Directions: Can you transcribe every entry below line for line, leaving out the pictures?
## Begin
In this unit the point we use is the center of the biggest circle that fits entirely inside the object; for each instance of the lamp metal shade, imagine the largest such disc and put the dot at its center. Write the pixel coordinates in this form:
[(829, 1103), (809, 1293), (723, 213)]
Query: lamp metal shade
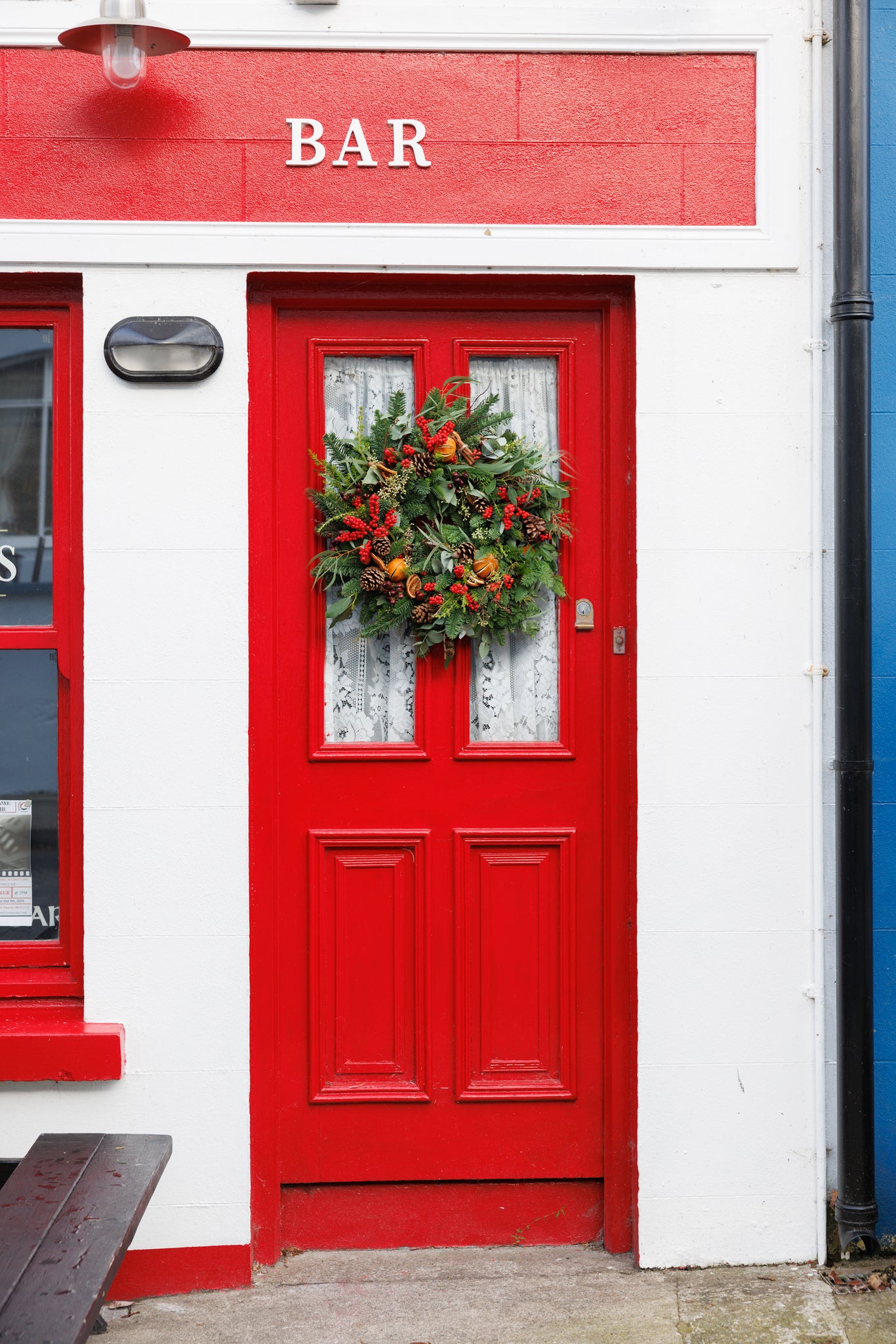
[(155, 38)]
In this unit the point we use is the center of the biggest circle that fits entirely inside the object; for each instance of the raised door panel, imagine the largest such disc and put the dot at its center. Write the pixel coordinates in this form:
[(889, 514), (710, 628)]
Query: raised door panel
[(367, 994), (515, 982)]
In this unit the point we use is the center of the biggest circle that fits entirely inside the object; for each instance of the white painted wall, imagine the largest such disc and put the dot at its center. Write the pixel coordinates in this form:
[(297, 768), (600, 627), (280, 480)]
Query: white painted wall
[(724, 950), (165, 764), (725, 1034)]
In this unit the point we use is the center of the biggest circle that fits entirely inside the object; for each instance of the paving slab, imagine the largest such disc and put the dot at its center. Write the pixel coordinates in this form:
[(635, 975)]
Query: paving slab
[(510, 1296)]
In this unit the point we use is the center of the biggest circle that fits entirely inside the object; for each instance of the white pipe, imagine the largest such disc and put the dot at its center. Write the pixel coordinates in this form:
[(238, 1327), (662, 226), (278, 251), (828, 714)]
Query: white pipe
[(817, 347)]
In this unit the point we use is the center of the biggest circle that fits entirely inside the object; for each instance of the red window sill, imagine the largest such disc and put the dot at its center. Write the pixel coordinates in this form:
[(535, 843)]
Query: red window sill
[(54, 1043)]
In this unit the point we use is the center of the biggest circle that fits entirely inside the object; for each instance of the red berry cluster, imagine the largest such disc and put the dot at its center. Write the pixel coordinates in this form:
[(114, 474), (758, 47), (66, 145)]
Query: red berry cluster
[(434, 440)]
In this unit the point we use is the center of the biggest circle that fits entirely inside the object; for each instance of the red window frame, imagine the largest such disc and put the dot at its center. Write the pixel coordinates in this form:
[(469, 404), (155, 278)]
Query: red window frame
[(51, 969)]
## End
Correct answer:
In this unit the point we use is the center of the biggest circle that fits entirely inside the object; for each instance of the lamp metal shade, imagine the largest such disc and put the dot at its center. Write the pixel coordinates in this form:
[(829, 1103), (809, 1293), (723, 213)]
Query: lamp metal shade
[(155, 38)]
In this unit the point we use is the center of the biggest circle that fits entirely inside the object; for each instance of the raised door panel, imagine the largest such disc and put the dot at its center. Write the pixel coordinates in this form:
[(889, 514), (710, 628)]
Query: raised door panel
[(367, 994), (515, 982)]
In this unit the point we use is the center of the biggest circle that fits entirely inside the object; for each instance of the white painted wall, imagine the largest such disc and put the dot at its center. Write the pixel coordinates in this form:
[(297, 768), (600, 627), (280, 480)]
Query: white painted wall
[(724, 950), (165, 764), (725, 1034)]
In this unit the point we use is the center of the biggest circle that fits entirely inside the object; for each instance of the paving slab, imagine the largest such disc and put the dot at its center. Write the pixel coordinates in this form:
[(635, 975)]
Query: paving slab
[(510, 1296)]
In this unit the point we use is the center of the biggest circle that fits entirely inside the object; for each instance of the white pipe, imagine the largest such disc and put the dot at its center. Write the pixel coordinates in this form:
[(238, 1327), (662, 226), (278, 251), (828, 714)]
Query: white pipe
[(817, 347)]
In this unit the point we use is the center of the biggest circle that fits entirely inside the object; for each instance of the red window sill, imagine the largest such disc and put the dot at its center. Write the pixel coordinates in this form:
[(535, 843)]
Query: red window sill
[(54, 1043)]
In this unit the point we use is the center of the biggest circle that fits entirely inside the object; for each instance of the red berry cluster, imagine the largest such disc and put the dot at its center. Write the pixel coordinates in this form:
[(114, 474), (758, 47), (66, 145)]
Query: red berry cluster
[(434, 440)]
In this unit the point we use is the center of the biggest circle that fits entirely inside the object; for each instance of the red window frame, imagine the largest such disc and put the dot at its center. Write the pixel coordinates in this form:
[(469, 404), (155, 278)]
Query: red window frame
[(51, 969)]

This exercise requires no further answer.